======== Data provided

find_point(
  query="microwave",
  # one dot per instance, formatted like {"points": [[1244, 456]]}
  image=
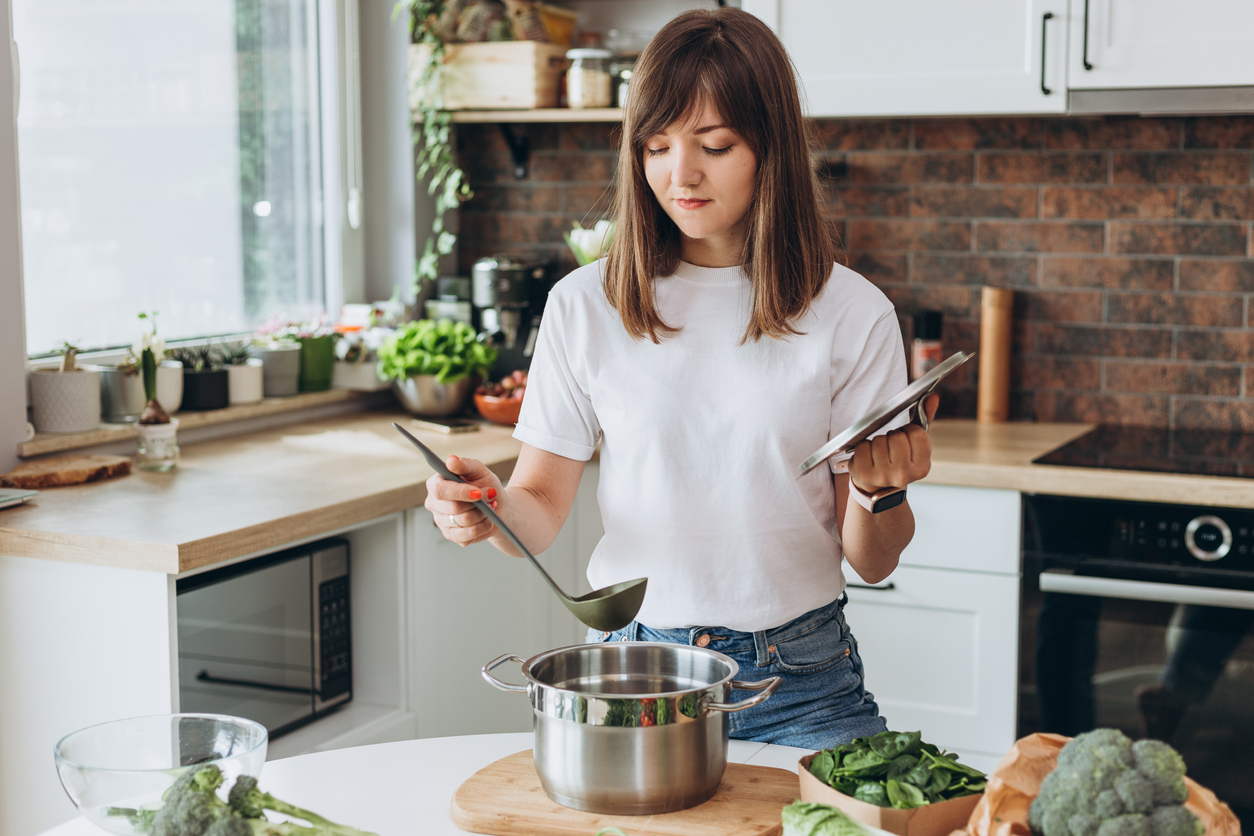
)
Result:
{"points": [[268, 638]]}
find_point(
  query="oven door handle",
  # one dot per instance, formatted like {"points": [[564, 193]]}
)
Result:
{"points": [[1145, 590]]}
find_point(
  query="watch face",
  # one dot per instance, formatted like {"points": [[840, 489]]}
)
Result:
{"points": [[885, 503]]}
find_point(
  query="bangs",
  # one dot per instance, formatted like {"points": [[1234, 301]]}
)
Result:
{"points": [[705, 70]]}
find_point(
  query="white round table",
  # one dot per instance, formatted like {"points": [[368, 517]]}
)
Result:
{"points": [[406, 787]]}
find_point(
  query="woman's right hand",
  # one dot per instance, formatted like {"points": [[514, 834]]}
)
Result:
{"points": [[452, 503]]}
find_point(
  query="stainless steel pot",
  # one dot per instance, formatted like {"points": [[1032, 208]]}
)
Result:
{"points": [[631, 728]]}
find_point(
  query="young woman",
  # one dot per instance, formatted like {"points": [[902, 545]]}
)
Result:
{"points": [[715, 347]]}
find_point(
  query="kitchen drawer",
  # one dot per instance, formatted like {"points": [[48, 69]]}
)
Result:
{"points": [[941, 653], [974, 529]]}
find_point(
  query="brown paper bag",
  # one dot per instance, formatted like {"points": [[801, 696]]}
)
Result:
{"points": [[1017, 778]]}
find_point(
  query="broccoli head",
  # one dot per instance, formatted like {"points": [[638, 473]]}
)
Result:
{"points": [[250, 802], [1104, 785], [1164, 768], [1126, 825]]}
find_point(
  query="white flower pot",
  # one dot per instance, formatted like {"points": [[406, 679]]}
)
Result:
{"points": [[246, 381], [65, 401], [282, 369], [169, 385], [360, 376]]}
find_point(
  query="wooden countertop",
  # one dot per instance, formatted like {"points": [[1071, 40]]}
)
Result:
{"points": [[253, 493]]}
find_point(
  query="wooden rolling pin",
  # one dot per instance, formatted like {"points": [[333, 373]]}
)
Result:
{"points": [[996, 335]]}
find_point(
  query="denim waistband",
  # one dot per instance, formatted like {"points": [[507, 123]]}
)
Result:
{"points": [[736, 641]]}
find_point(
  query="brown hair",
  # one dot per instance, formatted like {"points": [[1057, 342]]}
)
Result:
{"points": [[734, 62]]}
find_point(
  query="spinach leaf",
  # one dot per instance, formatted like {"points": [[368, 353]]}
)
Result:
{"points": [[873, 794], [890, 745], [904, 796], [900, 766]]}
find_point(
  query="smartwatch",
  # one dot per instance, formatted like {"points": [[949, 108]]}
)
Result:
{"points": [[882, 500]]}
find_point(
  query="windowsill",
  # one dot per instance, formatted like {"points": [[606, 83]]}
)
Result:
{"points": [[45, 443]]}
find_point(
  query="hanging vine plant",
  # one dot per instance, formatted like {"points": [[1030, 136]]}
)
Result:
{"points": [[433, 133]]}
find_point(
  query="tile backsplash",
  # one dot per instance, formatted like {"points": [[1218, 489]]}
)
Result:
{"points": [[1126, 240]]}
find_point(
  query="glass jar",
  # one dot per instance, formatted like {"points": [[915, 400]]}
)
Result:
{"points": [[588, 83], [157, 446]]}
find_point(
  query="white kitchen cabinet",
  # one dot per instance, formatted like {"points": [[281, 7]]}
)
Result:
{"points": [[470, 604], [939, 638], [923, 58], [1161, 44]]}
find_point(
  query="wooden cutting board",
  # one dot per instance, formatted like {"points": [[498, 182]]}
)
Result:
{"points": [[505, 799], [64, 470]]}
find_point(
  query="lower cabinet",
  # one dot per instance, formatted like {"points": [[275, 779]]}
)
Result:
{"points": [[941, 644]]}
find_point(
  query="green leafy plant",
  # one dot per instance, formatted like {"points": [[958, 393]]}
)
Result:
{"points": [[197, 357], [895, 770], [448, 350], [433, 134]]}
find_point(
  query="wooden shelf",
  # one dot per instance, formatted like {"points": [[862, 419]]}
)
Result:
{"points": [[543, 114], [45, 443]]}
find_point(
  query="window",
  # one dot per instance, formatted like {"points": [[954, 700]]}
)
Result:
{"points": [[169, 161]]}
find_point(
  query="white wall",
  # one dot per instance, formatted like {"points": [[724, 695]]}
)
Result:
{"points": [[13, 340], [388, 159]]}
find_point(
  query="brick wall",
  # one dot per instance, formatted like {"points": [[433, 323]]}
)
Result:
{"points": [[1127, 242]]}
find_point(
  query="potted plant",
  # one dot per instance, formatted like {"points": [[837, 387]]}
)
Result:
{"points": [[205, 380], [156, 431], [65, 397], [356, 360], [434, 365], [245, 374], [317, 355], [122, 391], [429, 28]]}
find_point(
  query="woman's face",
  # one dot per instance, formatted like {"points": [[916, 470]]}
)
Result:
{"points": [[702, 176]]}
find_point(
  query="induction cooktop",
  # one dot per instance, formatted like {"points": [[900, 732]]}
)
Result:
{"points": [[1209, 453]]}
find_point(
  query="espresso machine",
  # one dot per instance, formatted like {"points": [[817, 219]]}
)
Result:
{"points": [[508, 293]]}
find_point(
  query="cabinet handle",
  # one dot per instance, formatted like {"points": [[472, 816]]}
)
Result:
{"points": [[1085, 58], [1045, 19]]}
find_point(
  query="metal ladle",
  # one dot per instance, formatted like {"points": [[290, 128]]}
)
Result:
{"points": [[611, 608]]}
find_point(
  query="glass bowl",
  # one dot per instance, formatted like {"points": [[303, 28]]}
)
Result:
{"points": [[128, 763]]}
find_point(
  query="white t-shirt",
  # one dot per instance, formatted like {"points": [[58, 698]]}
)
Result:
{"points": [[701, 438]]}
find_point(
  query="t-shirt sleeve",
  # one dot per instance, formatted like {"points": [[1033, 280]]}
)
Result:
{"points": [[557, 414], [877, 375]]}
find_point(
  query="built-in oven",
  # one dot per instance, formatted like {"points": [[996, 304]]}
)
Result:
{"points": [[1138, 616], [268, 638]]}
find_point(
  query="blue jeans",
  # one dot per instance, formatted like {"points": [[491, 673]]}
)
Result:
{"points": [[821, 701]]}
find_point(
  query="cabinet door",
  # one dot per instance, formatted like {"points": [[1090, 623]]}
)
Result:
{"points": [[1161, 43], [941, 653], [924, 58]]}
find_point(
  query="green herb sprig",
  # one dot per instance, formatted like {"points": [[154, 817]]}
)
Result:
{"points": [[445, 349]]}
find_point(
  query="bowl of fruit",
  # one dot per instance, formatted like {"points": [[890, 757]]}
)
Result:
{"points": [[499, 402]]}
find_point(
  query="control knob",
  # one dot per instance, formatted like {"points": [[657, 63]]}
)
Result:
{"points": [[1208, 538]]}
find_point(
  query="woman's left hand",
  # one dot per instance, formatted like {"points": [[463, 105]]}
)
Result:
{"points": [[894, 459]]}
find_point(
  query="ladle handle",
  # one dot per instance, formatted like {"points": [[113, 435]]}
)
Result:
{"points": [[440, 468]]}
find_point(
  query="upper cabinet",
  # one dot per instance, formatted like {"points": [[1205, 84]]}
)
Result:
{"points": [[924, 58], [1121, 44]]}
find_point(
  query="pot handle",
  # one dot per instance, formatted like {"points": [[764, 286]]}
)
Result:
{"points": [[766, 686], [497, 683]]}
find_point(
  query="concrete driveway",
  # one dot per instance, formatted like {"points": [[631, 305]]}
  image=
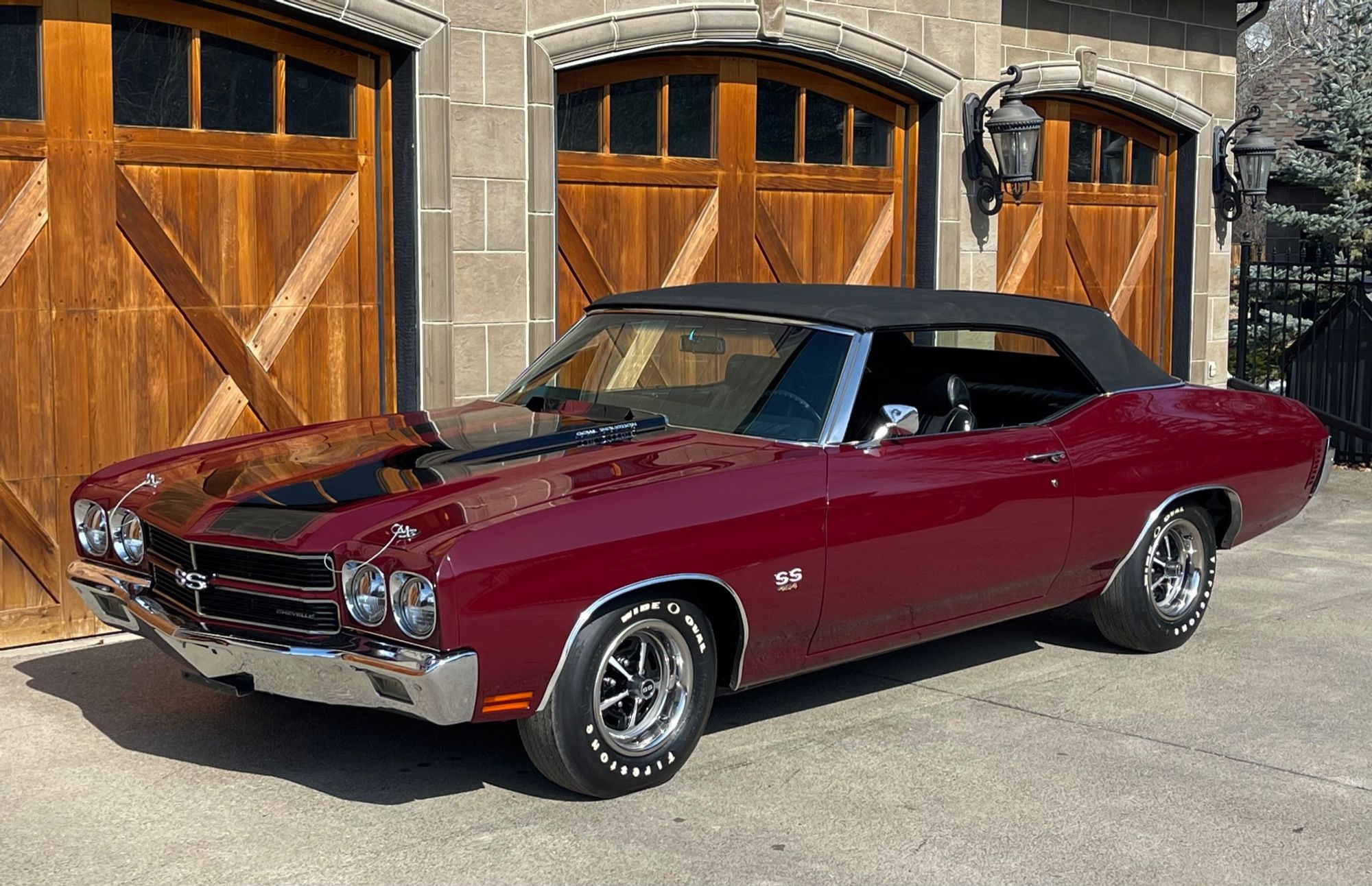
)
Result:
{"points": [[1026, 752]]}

================

*What this task involves:* Retype the listing exactly. Pictures do not belong in the copy.

*Answer to the problem:*
find_point(
  query="microwave",
  # one dot per instance, formatted like {"points": [[1244, 456]]}
  image=
)
Result:
{"points": [[268, 638]]}
find_point(
  query="oven door handle",
  # one dot per instance, formatted like {"points": [[564, 193]]}
)
Result:
{"points": [[1145, 590]]}
find_point(
  query="watch face",
  # one dot per instance, formatted like {"points": [[840, 489]]}
)
Result:
{"points": [[885, 503]]}
find_point(
  query="bangs",
  # one dot per instance, formatted like {"points": [[1234, 301]]}
)
Result:
{"points": [[705, 70]]}
find_point(
  query="white round table",
  # one dot per instance, formatted like {"points": [[368, 517]]}
)
Result:
{"points": [[406, 787]]}
find_point(
  query="woman's right hand",
  # one dot per instance, formatted like {"points": [[514, 834]]}
)
Result:
{"points": [[452, 503]]}
find_point(
  query="stainless steel pot",
  # one dot per instance, formatted like {"points": [[1032, 208]]}
)
Result:
{"points": [[631, 728]]}
find_point(
  query="young woman",
  # one dot per instance, formatted like {"points": [[902, 545]]}
)
Result:
{"points": [[715, 347]]}
find_point(
  query="kitchen drawer",
  # one dot per instance, formatted like {"points": [[48, 69]]}
)
Result:
{"points": [[941, 653], [974, 529]]}
find_point(
  query="brown paper bag",
  # one dot per instance, formatted like {"points": [[801, 696]]}
)
Result:
{"points": [[1017, 778]]}
find_point(
  query="broccoli head",
  # one dot per instance, formatted like {"points": [[638, 473]]}
)
Result:
{"points": [[250, 802], [1104, 785], [1164, 768], [1126, 825]]}
find_point(
  query="white flower pot",
  # one dot per instance, formatted like {"points": [[406, 679]]}
)
Result:
{"points": [[246, 381], [65, 401], [282, 369], [169, 385], [360, 376]]}
find_point(
  query="wooden countertop",
  # one dot per instance, formatted like {"points": [[1071, 40]]}
)
Result:
{"points": [[253, 493]]}
find_point(
  query="wooden rolling pin",
  # one dot per instance, formatted like {"points": [[333, 373]]}
)
Result:
{"points": [[996, 335]]}
find_point(
  query="denim waistband",
  # one dot per instance, formatted like {"points": [[507, 123]]}
)
Result:
{"points": [[736, 641]]}
find_point(
  query="brown hair",
  # one dot per instance, formatted like {"points": [[1057, 342]]}
)
Result:
{"points": [[734, 62]]}
find_point(
  query="spinach leaf",
  # one dot per instance, formatted like {"points": [[368, 353]]}
)
Result:
{"points": [[873, 794], [890, 745], [904, 796], [900, 766]]}
find_point(
  query="smartwatch",
  # one dot per instance, formatted like {"points": [[949, 108]]}
)
Result:
{"points": [[882, 500]]}
find_point(
  query="windowsill",
  # one dot per instance, formatted like {"points": [[606, 83]]}
)
Result:
{"points": [[45, 443]]}
find_point(
  query="hanging vine plant",
  # one dot per instance, formatted like {"points": [[1030, 136]]}
)
Result:
{"points": [[433, 133]]}
find_point(
  query="tile backsplash",
  # one dot per instance, formatted like {"points": [[1218, 489]]}
)
Result:
{"points": [[1126, 240]]}
find_point(
  query="glass jar",
  # one dot per instance, formatted like {"points": [[915, 400]]}
)
Result:
{"points": [[588, 83], [157, 446]]}
find_point(
  query="white kitchen cabinet",
  # one dot per instance, formatted like {"points": [[281, 7]]}
)
Result:
{"points": [[470, 604], [939, 638], [923, 58], [1161, 44]]}
find_point(
  query="wooden cutting board",
  # one dot per instance, formatted like {"points": [[498, 182]]}
)
Result:
{"points": [[505, 799], [64, 470]]}
find_point(
  query="lower cabinet",
  # one dot per instance, formatted like {"points": [[275, 779]]}
)
Result:
{"points": [[941, 644]]}
find_point(
  query="green leafy plant",
  # one dot per instance, formatted like {"points": [[958, 393]]}
)
Result:
{"points": [[197, 357], [895, 770], [448, 350], [433, 134]]}
find_point(
  query="wooden shelf",
  # one dot per instance, formatted like {"points": [[862, 419]]}
)
Result:
{"points": [[543, 114], [45, 443]]}
find_point(
  query="window",
  # one dot per instance, formatted like {"points": [[954, 700]]}
)
Result:
{"points": [[169, 161]]}
find_point(
  query="white wall",
  # one dot per instance, formatted like {"points": [[724, 695]]}
)
Result:
{"points": [[13, 340], [388, 159]]}
find_point(
  query="brick wall",
  # one dot per instance, formatted like {"points": [[433, 323]]}
)
Result:
{"points": [[1127, 242]]}
find_point(
  query="potted plant",
  # one dot per instance, formatted like {"points": [[837, 387]]}
)
Result:
{"points": [[205, 380], [156, 431], [65, 397], [356, 360], [434, 365], [245, 374], [317, 355], [122, 391], [429, 28]]}
find_point(
  query="woman's face",
  # one dot per instance, formatted like {"points": [[916, 470]]}
)
Result:
{"points": [[702, 176]]}
find_point(
  query="induction cooktop",
  # one dot per instance, formatted like {"points": [[900, 732]]}
)
Result:
{"points": [[1209, 453]]}
find_point(
  query="espresso machine",
  # one dot per instance, formatted like {"points": [[817, 219]]}
)
Result:
{"points": [[508, 293]]}
find_point(
  query="cabinet handle",
  # one dot per instance, formatted like {"points": [[472, 816]]}
)
Result:
{"points": [[1085, 58], [1045, 19]]}
find_point(
  query="metal ladle",
  # one dot per instance, formatted like {"points": [[290, 128]]}
)
Result:
{"points": [[611, 608]]}
find_point(
  query="glass bowl",
  # one dot per instance, formatted like {"points": [[303, 28]]}
)
Result:
{"points": [[128, 763]]}
find_point(
  query="white t-shirt",
  # one dot per instance, formatted like {"points": [[58, 698]]}
)
Result:
{"points": [[701, 438]]}
find_point(
  query="t-shirt sleeve",
  # one dot per instance, formatted like {"points": [[1033, 280]]}
)
Result:
{"points": [[557, 414], [877, 375]]}
find_point(
  query="built-in oven",
  # one dot per instance, formatted like {"points": [[996, 304]]}
)
Result:
{"points": [[1138, 616], [268, 638]]}
find_point(
  query="blue jeans",
  # one dot per instance, formatted like {"points": [[491, 673]]}
)
Result:
{"points": [[821, 701]]}
find_point(
  query="cabinet door",
  # one dot per instance, formatted like {"points": [[1090, 623]]}
)
Result:
{"points": [[1161, 43], [941, 653], [924, 58]]}
find_point(
  query="green herb sprig",
  # one dot per instance, formatted like {"points": [[154, 817]]}
)
Result:
{"points": [[445, 349]]}
find_point(
  query="bowl of fruit",
  # one dot per instance, formatted like {"points": [[890, 757]]}
)
Result:
{"points": [[499, 402]]}
find_point(
  query="control knob",
  # one dot per instance, formatted like {"points": [[657, 63]]}
)
Result:
{"points": [[1208, 538]]}
find_point(
  query="woman's left hand",
  # one dot per instance, formatted like {"points": [[463, 105]]}
)
Result:
{"points": [[894, 459]]}
find_point(
  query="ladle handle",
  # one dot per instance, formatted like {"points": [[113, 435]]}
)
Result:
{"points": [[440, 468]]}
find_point(
  query="upper cabinet",
  # one dot per instance, formatted like {"points": [[1205, 84]]}
)
Result:
{"points": [[924, 58], [1121, 44]]}
find_point(
  query="pot handle",
  # one dot per instance, formatted like {"points": [[764, 286]]}
)
Result:
{"points": [[766, 686], [497, 683]]}
find_point(
  query="concrete driveway",
  # one dot per instance, formatted like {"points": [[631, 305]]}
  image=
)
Result:
{"points": [[1026, 752]]}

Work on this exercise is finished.